## begin
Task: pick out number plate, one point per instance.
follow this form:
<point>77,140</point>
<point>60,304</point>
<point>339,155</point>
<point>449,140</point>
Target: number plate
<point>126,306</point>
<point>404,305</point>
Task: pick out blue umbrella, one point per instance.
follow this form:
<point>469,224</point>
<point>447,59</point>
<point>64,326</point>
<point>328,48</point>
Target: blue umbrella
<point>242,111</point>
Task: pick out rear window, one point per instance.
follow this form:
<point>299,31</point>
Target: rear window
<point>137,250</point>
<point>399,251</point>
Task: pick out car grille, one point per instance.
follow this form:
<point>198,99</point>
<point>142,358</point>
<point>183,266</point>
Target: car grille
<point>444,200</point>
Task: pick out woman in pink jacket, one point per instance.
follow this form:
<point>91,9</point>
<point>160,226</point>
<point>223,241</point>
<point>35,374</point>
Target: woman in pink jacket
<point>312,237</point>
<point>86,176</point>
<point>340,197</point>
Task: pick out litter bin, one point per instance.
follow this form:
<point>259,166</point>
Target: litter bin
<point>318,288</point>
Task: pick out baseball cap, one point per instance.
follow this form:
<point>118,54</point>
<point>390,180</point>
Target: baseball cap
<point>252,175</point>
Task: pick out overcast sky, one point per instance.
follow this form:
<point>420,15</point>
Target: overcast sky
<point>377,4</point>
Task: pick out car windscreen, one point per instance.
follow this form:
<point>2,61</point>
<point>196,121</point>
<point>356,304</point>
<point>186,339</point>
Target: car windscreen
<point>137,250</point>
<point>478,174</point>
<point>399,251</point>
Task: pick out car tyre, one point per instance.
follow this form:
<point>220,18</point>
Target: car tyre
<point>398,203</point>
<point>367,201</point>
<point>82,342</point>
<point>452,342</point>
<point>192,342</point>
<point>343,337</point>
## end
## begin
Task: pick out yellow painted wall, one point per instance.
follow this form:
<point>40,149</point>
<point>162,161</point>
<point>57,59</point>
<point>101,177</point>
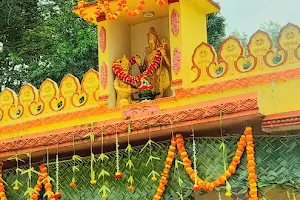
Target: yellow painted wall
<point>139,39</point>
## end
## begin
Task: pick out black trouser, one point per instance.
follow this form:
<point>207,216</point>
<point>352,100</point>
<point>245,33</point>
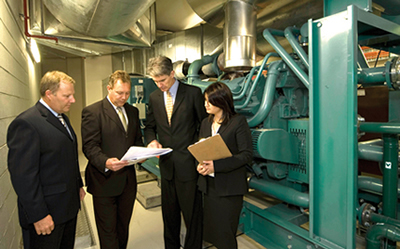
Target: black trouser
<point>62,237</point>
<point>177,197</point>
## end
_Exercise directions_. Please rewrite every line between the one holding "Task: pick out yellow" and the one holding "<point>139,39</point>", inclusive, keeping the task wording and the format sample points unchanged. Multiply each answer point's coordinates by 1.15, round them to whole numbers with halves going up, and leave the picture out.

_Written response_.
Task: pick out yellow painted wall, one point per instance.
follow this form:
<point>40,149</point>
<point>162,161</point>
<point>57,59</point>
<point>101,177</point>
Target: yellow painted wall
<point>160,45</point>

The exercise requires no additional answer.